Natural language region descriptions:
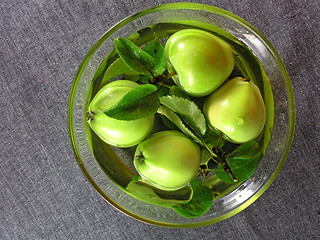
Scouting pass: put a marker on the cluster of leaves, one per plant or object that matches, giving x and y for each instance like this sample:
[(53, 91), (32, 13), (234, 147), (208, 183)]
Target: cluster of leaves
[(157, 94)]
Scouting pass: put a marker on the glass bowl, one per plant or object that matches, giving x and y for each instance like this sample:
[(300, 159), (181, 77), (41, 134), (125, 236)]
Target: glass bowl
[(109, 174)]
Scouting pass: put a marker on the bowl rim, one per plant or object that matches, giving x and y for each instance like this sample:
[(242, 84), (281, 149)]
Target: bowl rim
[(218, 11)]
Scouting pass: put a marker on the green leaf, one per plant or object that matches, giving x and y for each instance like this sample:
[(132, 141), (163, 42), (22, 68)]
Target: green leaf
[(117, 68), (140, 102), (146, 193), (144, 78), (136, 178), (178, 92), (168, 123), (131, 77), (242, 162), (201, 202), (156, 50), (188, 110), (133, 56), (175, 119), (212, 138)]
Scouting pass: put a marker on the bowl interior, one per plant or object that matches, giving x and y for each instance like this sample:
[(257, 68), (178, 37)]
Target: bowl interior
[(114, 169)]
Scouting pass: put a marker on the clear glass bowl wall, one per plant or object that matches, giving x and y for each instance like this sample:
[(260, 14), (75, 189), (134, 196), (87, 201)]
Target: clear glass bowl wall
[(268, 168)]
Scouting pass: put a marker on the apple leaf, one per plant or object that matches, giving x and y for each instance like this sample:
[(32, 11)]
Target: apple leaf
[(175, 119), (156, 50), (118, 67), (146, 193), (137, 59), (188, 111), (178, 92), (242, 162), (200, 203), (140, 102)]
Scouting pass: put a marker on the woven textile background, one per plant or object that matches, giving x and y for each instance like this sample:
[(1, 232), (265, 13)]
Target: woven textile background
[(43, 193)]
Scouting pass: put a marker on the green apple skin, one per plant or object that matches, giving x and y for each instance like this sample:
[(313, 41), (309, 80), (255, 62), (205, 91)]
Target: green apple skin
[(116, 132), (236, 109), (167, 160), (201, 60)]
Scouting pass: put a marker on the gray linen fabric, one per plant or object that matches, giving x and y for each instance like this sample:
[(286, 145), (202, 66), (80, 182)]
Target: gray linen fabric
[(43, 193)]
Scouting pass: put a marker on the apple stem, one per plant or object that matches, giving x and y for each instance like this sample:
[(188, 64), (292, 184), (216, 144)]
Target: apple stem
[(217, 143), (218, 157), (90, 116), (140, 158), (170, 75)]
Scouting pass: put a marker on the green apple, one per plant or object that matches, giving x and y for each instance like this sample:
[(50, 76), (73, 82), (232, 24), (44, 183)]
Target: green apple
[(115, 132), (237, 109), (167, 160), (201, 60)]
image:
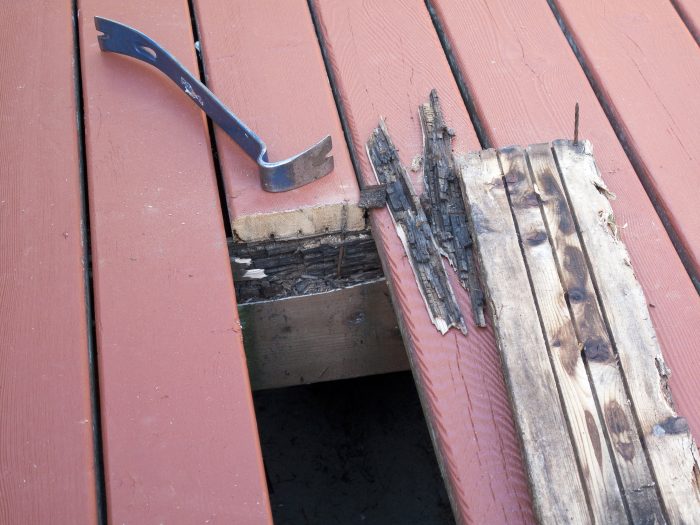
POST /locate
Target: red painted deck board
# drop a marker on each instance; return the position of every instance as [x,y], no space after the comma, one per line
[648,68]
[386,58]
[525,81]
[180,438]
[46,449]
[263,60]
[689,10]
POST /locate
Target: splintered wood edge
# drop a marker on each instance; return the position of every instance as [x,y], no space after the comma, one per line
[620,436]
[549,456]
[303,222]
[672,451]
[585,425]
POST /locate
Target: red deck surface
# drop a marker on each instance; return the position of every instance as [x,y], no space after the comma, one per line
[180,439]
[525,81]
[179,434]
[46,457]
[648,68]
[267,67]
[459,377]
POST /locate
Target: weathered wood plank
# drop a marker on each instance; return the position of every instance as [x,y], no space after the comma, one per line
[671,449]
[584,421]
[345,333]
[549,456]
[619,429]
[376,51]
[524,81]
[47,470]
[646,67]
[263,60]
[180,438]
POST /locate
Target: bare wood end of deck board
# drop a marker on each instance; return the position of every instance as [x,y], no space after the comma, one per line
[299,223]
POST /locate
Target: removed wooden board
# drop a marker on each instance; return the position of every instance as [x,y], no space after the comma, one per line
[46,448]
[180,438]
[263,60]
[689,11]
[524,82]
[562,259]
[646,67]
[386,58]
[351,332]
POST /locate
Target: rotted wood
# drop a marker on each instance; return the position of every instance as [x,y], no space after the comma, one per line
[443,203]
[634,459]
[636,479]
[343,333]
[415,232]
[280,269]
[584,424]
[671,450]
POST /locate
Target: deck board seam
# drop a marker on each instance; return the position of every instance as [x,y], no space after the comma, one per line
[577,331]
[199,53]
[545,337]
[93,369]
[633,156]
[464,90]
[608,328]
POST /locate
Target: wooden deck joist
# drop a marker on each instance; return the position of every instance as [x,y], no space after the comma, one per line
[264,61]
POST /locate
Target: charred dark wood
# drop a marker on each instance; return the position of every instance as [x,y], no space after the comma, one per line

Assigned task:
Looking at the records above, state the number of lines where the word "deck" occurs, and write nothing beyond it.

Result:
5